Exercise requirements:
A: From the Y2K movie review, pull out the passage starting with "Meanwhile, on the" and going on through "on the apocalypse.".
B: In the Y2K movie review, what do Kaos and Klipper do after they succumb to the rage disease?
C: Carry on the Y2K movie review from its last sentence.
----- Study text
Meanwhile, on the other side of the country, Nick’s wife, Alix (Kate Vernon), works in a hospital, while his bratty teenage daughter Kelly, who early on in the movie announces that she’s “sick of Y2K,” runs off to party with her “hacker friends” Kaos and Klipper. Now, you’d think, given it’s important to mention that they’re “hackers,” that Kaos and Klipper would somehow end up saving the day. But no, they serve no purpose whatsoever, and disappear by the third act, after they succumb to the rage disease Y2K inexplicably causes and carjack someone, abandoning Kelly in the middle of all the mayhem. This whole subplot seems to exist mostly to punish Kelly for both disobeying her parents, and doubting that Y2K would bring on the apocalypse.
----------
----- Given entries
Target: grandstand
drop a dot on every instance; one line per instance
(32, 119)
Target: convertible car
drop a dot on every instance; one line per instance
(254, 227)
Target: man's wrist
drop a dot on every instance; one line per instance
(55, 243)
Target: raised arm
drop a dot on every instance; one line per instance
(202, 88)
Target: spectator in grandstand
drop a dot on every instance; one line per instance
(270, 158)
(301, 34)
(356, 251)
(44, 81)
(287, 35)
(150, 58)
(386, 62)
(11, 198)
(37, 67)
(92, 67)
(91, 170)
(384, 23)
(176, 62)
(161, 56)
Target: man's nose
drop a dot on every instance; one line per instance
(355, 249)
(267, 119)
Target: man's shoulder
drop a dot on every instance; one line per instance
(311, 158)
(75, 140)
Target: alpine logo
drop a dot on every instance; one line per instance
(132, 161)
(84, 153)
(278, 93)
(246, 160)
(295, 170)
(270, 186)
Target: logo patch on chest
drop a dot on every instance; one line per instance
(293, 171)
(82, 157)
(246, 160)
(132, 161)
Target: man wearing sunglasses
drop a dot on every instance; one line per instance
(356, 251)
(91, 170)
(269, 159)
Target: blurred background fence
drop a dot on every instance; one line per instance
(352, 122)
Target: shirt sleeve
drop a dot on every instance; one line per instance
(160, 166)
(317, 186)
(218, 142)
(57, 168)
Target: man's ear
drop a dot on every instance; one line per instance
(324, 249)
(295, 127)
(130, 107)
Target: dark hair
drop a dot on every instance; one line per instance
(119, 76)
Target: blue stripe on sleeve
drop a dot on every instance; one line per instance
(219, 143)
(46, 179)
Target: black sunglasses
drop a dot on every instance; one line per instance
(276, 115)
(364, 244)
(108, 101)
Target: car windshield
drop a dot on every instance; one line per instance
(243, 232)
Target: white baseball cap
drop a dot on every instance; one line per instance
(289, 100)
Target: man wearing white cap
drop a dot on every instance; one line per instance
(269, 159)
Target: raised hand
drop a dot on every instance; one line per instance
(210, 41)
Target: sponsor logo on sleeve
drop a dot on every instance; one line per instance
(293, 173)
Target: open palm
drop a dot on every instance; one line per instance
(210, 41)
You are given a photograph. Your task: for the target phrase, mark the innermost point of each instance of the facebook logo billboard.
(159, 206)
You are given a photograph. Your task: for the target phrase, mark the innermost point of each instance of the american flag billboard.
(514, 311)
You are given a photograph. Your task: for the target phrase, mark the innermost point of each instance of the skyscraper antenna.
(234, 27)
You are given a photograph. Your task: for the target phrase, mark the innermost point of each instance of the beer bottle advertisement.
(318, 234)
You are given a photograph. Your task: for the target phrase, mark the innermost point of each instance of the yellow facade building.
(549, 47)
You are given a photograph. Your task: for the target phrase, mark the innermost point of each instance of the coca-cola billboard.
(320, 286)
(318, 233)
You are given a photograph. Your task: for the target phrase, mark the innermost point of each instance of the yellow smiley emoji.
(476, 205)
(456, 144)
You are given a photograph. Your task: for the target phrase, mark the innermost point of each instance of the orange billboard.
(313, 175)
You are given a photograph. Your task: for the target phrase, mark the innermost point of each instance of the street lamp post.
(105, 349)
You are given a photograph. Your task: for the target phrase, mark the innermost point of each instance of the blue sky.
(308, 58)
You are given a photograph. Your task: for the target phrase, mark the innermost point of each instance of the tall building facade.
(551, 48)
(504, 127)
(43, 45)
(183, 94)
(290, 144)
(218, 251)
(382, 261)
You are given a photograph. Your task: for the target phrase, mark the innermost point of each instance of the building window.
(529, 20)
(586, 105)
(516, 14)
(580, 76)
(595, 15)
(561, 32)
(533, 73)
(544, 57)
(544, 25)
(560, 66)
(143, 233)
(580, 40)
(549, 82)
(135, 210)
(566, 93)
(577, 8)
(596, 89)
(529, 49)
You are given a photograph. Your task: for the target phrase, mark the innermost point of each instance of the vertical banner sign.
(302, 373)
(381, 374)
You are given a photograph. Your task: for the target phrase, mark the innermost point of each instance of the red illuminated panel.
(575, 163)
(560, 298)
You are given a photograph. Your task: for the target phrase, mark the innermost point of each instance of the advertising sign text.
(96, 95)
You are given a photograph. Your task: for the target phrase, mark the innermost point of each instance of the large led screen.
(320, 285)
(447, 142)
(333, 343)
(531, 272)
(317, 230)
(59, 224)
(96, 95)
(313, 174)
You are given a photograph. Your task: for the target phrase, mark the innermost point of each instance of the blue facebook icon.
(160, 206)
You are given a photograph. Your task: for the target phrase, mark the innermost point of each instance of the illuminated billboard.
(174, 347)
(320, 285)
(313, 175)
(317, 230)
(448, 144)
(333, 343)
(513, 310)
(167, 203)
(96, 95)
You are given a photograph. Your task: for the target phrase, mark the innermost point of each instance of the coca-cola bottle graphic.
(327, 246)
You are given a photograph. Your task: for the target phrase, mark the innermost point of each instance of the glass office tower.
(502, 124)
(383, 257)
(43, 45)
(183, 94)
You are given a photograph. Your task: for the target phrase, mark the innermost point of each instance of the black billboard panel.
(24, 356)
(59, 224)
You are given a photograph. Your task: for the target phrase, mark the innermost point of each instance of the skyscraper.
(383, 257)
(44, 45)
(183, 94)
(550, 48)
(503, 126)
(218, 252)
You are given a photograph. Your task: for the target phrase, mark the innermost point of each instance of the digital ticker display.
----------
Outputs by task:
A:
Meanwhile, on the other side of the country, Nick’s wife, Alix (Kate Vernon), works in a hospital, while his bratty teenage daughter Kelly, who early on in the movie announces that she’s “sick of Y2K,” runs off to party with her “hacker friends” Kaos and Klipper. Now, you’d think, given it’s important to mention that they’re “hackers,” that Kaos and Klipper would somehow end up saving the day. But no, they serve no purpose whatsoever, and disappear by the third act, after they succumb to the rage disease Y2K inexplicably causes and carjack someone, abandoning Kelly in the middle of all the mayhem. This whole subplot seems to exist mostly to punish Kelly for both disobeying her parents, and doubting that Y2K would bring on the apocalypse.

B: They carjack someone and abandon Kelly in the middle of the mayhem.

C:
When it looks like a Tacoma nuclear power plant might meet the same fate as the one in Scandinavia, Nick saves the entire Pacific Northwest through the most analog of solutions: dumping cold water on everything. That’s the only thing that gets fixed, however, as, by the time the movie ends, the power is still out everywhere, planes are still grounded, and Y2K hasn’t been contained. If anything, it feels like the set-up to a TV series in which Nick travels all over the country trying to fix the damage Y2K has caused, turning the power back on in Los Angeles, getting Wall Street up and running again, and restarting a bunch of slot machines in Delaware.
Y2K: the Movie only works if you buy that not a single industry, energy provider, or business is prepared for the possibility of a mass power outage. The concept of a “manual override” seems to be non-existent. It goes unexplained why, for instance, a hospital generator, which is designed to function in just these kinds of situations, would fail, or why the locks on prison cell doors would be affected by a computer code glitch. I’m not sure the movie’s writers knew, and they definitely didn’t think their viewers would know. The sense of “we can tell these hapless boobs whatever we want and they’ll believe it” permeates the whole thing, which explains why they make such bush league goofs as claiming the new millennium starts on January 1st, 2000 (not until 2001), and showing a group of strangers in a bar watching the Tacoma power plant drama unfold on television, even though there’s no electricity.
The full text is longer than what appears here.